To: LS
It has an eerie feeling of Hawley-Smoot and 1929, where a very, very bad bill seemed to have its own momentum and no one could stop it. In 1930, the Republican-controlled House of Representatives, in an effort to alleviate the effects of the... Anyone? Anyone?... the Great Depression, passed the... Anyone? Anyone? The tariff bill? The Hawley-Smoot Tariff Act? Which, anyone? Raised or lowered?... raised tariffs, in an effort to collect more revenue for the federal government. Did it work? Anyone? Anyone know the effects? It did not work, and the United States sank deeper into the Great Depression.
Memorable Quotes from Ferris Bueller's Day Off
8 posted on
05/17/2006 11:01:39 AM PDT by
neodad
(USS Vincennes (CG-49) Freedom's Fortress)
To: neodad
The Protectionist wing of FR needs to see that quote.
13 posted on
05/17/2006 11:03:21 AM PDT by
The South Texan
(The Democrat Party and the leftist (ABCCBSNBCCNN NYLATIMES)media are a criminal enterprise!)
To: neodad
Ben Stein ad-libbed that whole sequence...
21 posted on
05/17/2006 11:06:49 AM PDT by
Koblenz
(Holland: a very tolerant country. Until someone shoots you on a public street in broad daylight...)
To: neodad
The problem with Ben Stein's monologue is that the KEY VOTE on Hawley Smoot occurred on October 28, 1929, meaning that the market crash was the result of HS rather than being a reaction to it, and falling revenues.
28 posted on
05/17/2006 11:11:50 AM PDT by
LS
To: neodad
Smoot-Hawley: Myth and Reality
"While Smoot-Hawley did raise the average tariff rate to 53% in 1930 and to 59% in 1932, the Tariff of Abominations of 1828 produced a rate of 62% in 1830. But Smoot-Hawley applied to only one-third of all U.S. imports. Compare that to the Tariff of Abominations which applied to 92% of all imports, the Morill tariff (96%), the McKinley tariff (48%), and the Dingley Tariff (55%). The list of duty-free imports under Smoot-Hawley was the longest in history.

Job a
List every line of the rows that contains the string "finger".
The thread above has no connection to the rows that follow it.

Material provided

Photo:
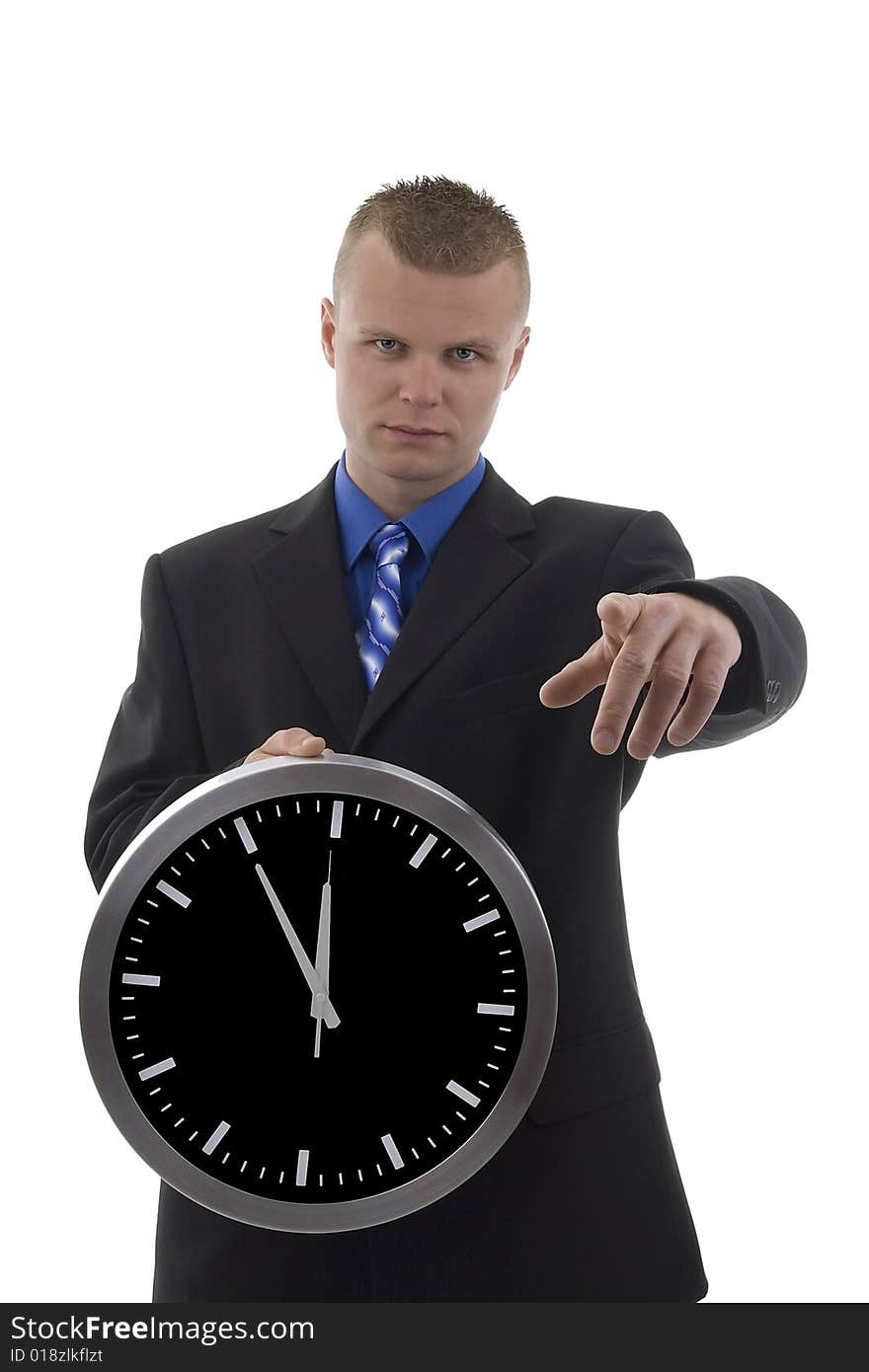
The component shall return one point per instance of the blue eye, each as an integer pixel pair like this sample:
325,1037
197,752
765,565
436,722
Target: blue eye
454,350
* * *
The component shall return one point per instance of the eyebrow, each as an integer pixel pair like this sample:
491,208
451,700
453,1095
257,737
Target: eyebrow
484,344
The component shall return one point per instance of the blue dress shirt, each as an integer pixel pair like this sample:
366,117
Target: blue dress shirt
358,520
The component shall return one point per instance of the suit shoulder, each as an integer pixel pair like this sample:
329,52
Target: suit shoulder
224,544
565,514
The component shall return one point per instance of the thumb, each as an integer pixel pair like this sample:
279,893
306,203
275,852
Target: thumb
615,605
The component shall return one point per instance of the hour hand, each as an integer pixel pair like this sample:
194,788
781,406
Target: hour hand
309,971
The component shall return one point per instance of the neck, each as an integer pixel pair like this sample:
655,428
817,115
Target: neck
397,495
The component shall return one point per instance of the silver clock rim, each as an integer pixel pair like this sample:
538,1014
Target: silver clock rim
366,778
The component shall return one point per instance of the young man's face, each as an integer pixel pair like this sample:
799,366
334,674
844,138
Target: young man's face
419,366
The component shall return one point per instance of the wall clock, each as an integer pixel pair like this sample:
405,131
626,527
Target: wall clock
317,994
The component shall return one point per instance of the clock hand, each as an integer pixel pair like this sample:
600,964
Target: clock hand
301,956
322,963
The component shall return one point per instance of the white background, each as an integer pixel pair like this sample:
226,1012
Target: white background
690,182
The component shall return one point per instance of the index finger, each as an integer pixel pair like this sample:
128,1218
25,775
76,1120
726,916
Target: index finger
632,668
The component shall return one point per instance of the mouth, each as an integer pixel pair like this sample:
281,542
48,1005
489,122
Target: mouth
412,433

Job b
Condense the thread's paragraph that begins "It has an eerie feeling" into a short bulleted list of its main facts.

Worked solution a
The component shall return one point per instance of the index finger, each as an integer pixel pair like this sample:
Target: index finger

Worked solution b
- It compares the moment to Hawley-Smoot and 1929, when a very bad bill seemed to have its own momentum and no one could stop it.
- In 1930 the Republican-controlled House of Representatives passed the Hawley-Smoot Tariff Act to ease the effects of the Great Depression.
- The act raised tariffs to collect more revenue for the federal government.
- It did not work, and the United States sank deeper into the Great Depression.